Another new feature is Fast mode, which delivers up to 2.5x higher output tokens per second at $10 / $50 per million tokens for Opus 4.8 (2x the price of regular Opus 4.8 requests) and $30 / $150 per million tokens (6x the price of regular requests for Opus 4.7 and 4.6). It's in research preview, only available for Opus models for now (4.8 and the older 4.7 and 4.6), and only through the Claude API.

Something new in Claude Code, though not necessarily related to Opus 4.8, is dynamic workflows. This new feature allows Claude to plan the work and then spawn hundreds of parallel subagents in a single session. It's intended for large-scale work such as entire codebase migrations, and will consume substantially more tokens than a typical Claude Code session. It's only available for the Claude Enterprise, Teams, and Max plans.

Anthropic’s migration guide says Opus 4.8 should perform strongly on existing Opus 4.7 prompts and evals, with no breaking API changes for code already running on Opus 4.7. The same guide calls for re-baselining effort, latency, and cost after changing the model ID.

Where Opus 4.8 Improves On Opus 4.7

There are two main areas where Opus 4.8 represents an improvement: long-horizon agentic coding with better long-context handling and compaction recovery, and more reliable reasoning across long tasks.

Long-Running Agents

One of the central improvements in Opus 4.8 is sustained execution across longer work. Opus 4.8 can work independently for longer, break down ambiguous problems, self-correct, track dependencies, route around blockers, and complete extended tasks with fewer check-ins.

That behavior affects workflows where the cost of failure comes from accumulation. A model can produce a plausible intermediate answer and still damage the final result by skipping a tool call, forgetting a constraint, misreading a dependency, or failing to flag uncertainty. Long-running agents and coding workflows are especially exposed because each step changes the context for the next step.

AVAILABLE DATA:
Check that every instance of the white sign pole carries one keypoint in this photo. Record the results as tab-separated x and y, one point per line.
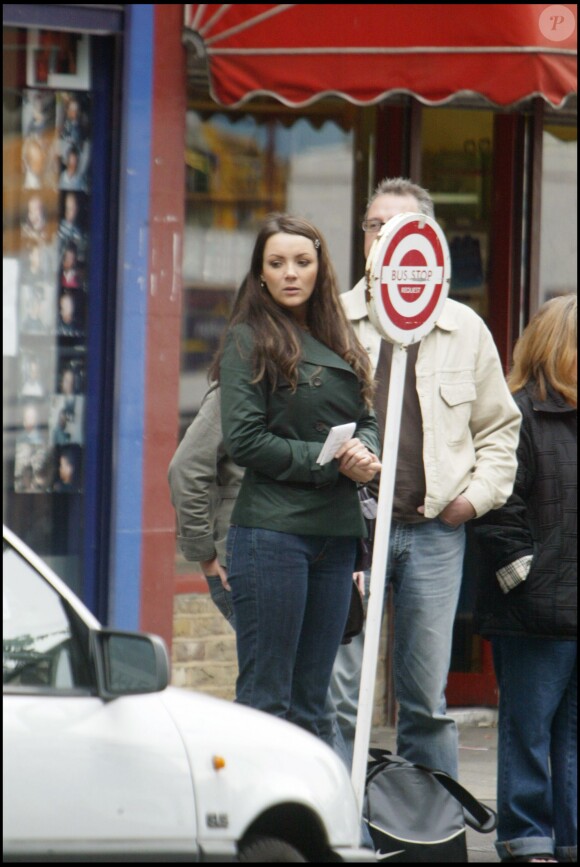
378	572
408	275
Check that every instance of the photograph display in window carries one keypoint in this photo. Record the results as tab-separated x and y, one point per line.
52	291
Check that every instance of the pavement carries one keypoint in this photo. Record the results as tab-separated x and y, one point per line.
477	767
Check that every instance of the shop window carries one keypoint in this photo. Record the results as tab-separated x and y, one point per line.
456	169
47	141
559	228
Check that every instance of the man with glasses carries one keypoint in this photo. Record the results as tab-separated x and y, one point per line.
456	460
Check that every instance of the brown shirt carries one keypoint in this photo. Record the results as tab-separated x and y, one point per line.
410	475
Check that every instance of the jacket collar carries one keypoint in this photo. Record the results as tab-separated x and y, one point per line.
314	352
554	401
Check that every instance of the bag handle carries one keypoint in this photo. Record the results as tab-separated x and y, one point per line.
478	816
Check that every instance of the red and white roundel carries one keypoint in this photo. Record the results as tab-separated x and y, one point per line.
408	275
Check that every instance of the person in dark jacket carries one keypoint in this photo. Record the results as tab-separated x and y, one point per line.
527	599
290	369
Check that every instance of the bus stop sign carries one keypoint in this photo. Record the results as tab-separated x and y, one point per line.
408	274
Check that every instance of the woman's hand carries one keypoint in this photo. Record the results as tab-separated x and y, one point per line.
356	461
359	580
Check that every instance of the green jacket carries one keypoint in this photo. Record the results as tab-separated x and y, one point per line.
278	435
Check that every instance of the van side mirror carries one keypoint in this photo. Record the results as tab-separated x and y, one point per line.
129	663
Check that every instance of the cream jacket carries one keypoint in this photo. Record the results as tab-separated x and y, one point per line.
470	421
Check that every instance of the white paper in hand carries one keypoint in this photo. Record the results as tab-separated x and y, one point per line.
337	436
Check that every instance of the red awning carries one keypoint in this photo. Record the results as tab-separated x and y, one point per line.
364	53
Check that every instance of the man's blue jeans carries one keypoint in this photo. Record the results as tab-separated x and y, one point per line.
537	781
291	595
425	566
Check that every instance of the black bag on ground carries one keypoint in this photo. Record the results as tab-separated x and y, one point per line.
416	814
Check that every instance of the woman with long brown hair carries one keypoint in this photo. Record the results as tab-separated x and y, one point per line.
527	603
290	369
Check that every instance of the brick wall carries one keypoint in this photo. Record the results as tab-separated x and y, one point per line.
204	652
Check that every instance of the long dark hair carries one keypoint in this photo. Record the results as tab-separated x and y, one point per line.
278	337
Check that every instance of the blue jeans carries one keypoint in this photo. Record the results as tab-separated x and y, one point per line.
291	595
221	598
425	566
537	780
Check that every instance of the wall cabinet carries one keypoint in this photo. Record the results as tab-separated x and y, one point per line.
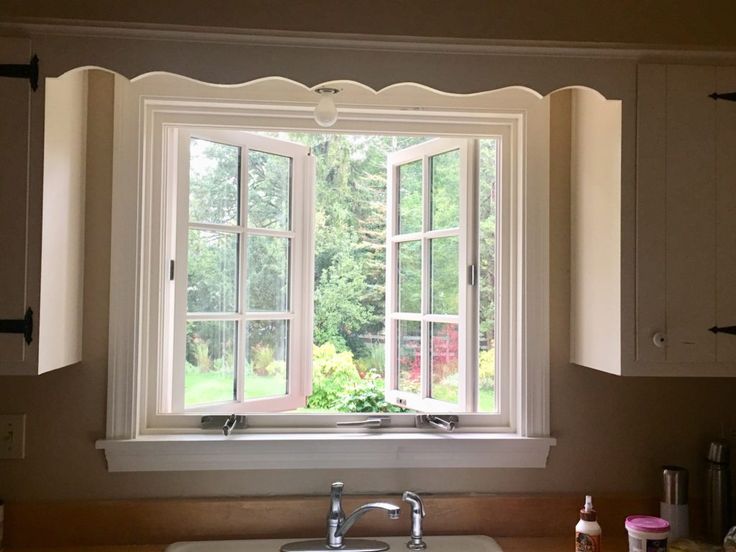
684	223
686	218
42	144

PROMPT A:
Quote the Opus 4.8 passage word for word between "Anthropic’s migration guide" and "the model ID.", inclusive.
PROMPT B:
Pick up the Opus 4.8 passage after its final sentence and write what comes next.

ANSWER SPACE A:
Anthropic’s migration guide says Opus 4.8 should perform strongly on existing Opus 4.7 prompts and evals, with no breaking API changes for code already running on Opus 4.7. The same guide calls for re-baselining effort, latency, and cost after changing the model ID.

ANSWER SPACE B:
Opus 4.8 is a significant improvement when a workflow is sufficiently long and has enough state for small failures to accumulate. We're talking repo-scale refactors, long Claude Code sessions, multi-document analysis, financial filing reviews, or agent workflows. It's not that the model is better at general reasoning; rather, the improvement there isn't particularly significant compared to Opus 4.7. The key here is that Opus 4.8 is much better at staying coherent over many turns.

Reliability and Uncertainty

Early testers found Opus 4.8 more likely to flag uncertainty and less likely to make unsupported claims, and Anthropic’s evaluations found the model about four times less likely than its predecessor to leave flaws in its own code unremarked.

For engineering teams, a model that creates fewer hidden defects, uses tools more reliably, and gives reviewers a clearer view of what it is confident about is a significant improvement. For business roles, the same behavior can reduce review burden in dense professional workflows where unsupported claims, missed inputs, or poor source handling create downstream risk.

What Claude Opus 4.8 means for enterprise AI teams

Opus 4.8 is strongest where task complexity allows the model to demonstrate its improvements. Good candidates include long-running agentic coding, large-codebase analysis, multi-document professional work, dense financial- or legal-style analysis, and tasks where missed uncertainty or weak self-checking creates review risk.

There is a tendency in the industry to consider every problem a hard problem requiring the most powerful model on the highest settings. For personal accounts, that's not really a problem so long as you're prepared to hit the usage limits often. Enterprise usage needs another strategy.

Our recommendation is to move all workloads and workflows currently using Opus 4.7 to Opus 4.8. Our tests back Anthropic's claim of similar or improved performance for the majority of use cases without requiring prompt changes. Once on Opus 4.8, we recommend running evals and adjusting effort and prompts as needed, optimizing for either improved quality or the same quality at lower cost, as appropriate.

For workloads currently not on Opus, the improvement that Opus 4.8 delivers over Opus 4.7 will hardly be worth the 3x price increase over Sonnet. It's always recommended to test things for yourself, since specific use cases see varying degrees of performance. However, we don't expect Opus 4.8 to replace Sonnet 4.6 due to unit economics.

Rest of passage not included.